— Start Page excerpt —

[R] logistic regression model + Cross-Validation

Weiwei Shi helprhelp at gmail.com
Tue Jan 23 02:30:31 CET 2007


why not use lda{MASS} and it has cv=T option; it does "loo", though.
Or use randomForest.

if you have to use lrm, then the following code might help:

n.fold <- 5 # 5-fold cv
n.sample <- 50 # assumed 50 samples
s <- sample(1:n.fold, size=n.sample, replace=T)
for (i in 1:n.fold){
  # create your training data and validation data for each fold
  trn <- YOURWHOLEDATAFRAME[s!=i,]
  val <- YOURWHOLEDATAFRAME[s==i,]
  # now do your own modeling using lrm
  # todo
}

HTH,

weiwei

On 1/21/07, nitin jindal <nitin.jindal at gmail.com> wrote:
> If validate.lrm does not has this option, do any other function has it.
> I will certainly look into your advice on cross validation. Thnx.
>
> nitin
>
> On 1/21/07, Frank E Harrell Jr <f.harrell at vanderbilt.edu> wrote:
> >
> > nitin jindal wrote:
> > > Hi,
> > >
> > > I am trying to cross-validate a logistic regression model.
> > > I am using logistic regression model (lrm) of package Design.

— End Page excerpt —
— Start Extracted data —

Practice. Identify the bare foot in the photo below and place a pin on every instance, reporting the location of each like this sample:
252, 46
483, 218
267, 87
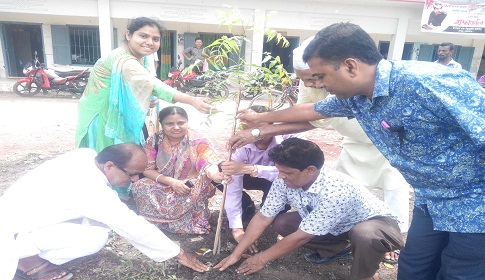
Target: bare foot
37, 268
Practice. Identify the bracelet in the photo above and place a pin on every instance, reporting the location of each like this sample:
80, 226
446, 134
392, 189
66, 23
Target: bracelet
254, 173
156, 179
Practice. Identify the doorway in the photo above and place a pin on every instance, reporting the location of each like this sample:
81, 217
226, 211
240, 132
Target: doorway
21, 41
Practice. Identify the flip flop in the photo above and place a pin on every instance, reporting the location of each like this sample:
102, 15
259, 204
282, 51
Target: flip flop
392, 261
45, 270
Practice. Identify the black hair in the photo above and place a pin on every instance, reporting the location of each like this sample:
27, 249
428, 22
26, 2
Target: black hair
297, 153
172, 110
448, 44
119, 154
139, 22
340, 41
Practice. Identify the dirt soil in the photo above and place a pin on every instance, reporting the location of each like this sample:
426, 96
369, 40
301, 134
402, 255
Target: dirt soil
36, 129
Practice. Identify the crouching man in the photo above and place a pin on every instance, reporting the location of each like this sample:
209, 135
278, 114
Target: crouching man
333, 213
65, 208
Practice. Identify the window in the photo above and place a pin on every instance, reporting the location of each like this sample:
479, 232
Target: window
84, 43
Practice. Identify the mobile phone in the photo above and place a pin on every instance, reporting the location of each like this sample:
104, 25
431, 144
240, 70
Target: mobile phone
189, 184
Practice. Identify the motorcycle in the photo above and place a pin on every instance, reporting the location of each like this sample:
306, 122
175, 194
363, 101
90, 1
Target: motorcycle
188, 81
38, 77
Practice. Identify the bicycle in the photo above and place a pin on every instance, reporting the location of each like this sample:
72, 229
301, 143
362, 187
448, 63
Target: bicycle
275, 99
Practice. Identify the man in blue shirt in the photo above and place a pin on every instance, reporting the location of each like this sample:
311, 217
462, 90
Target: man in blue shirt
429, 122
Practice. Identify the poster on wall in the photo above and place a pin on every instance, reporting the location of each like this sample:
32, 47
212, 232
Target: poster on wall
444, 17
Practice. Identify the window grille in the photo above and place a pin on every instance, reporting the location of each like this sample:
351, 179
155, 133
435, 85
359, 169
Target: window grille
85, 47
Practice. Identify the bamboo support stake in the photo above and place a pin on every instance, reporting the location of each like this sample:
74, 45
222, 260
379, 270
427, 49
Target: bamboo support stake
217, 240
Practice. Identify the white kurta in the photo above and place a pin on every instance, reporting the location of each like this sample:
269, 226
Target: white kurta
360, 159
67, 188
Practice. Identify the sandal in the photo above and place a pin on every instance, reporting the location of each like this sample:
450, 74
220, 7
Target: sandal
44, 271
397, 252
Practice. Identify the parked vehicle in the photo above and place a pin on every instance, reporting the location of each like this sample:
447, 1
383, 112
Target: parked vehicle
188, 81
38, 77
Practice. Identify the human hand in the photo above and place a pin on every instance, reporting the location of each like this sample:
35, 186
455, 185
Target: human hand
238, 234
154, 103
179, 187
240, 139
251, 265
191, 261
227, 262
247, 115
236, 168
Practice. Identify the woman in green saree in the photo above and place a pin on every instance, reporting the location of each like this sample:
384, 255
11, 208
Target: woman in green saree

— End Extracted data —

● Requirements
1. In the mailing-list post on cross-validating a logistic regression model, what kind of cross-validation does the cv=T option of lda{MASS} perform?
2. Continue the mailing-list thread on cross-validating a logistic regression model from the point where it ends.

● Solved problems
1. Leave-one-out ("loo") cross-validation.

2.
> > >
> > > f <- lrm( cy ~ x1 + x2, x=TRUE, y=TRUE)
> > > val <- validate.lrm(f, method="cross", B=5)
> >
> > val <- validate(f, ...)    # .lrm not needed
> >
> > >
> > > My class cy has values 0 and 1.
> > >
> > > "val" variable will give me indicators like slope and AUC. But, I also
> > need
> > > the vector of predicted values of class variable "cy" for each record
> > while
> > > cross-validation, so that I can manually look at the results. So, is
> > there
> > > any way to get those probabilities assigned to each class.
> > >
> > > regards,
> > > Nitin
> >
> > No, validate.lrm does not have that option.  Manually looking at the
> > results will not be easy when you do enough cross-validations.  A single
> > 5-fold cross-validation does not provide accurate estimates.  Either use
> > the bootstrap or repeat k-fold cross-validation between 20 and 50 times.
> >   k is often 10 but the optimum value may not be 10.  Code for averaging
> > repeated cross-validations is in
> > http://biostat.mc.vanderbilt.edu/twiki/pub/Main/RmS/logistic.val.pdf
> > along with simulations of bootstrap vs. a few cross-validation methods
> > for binary logistic models.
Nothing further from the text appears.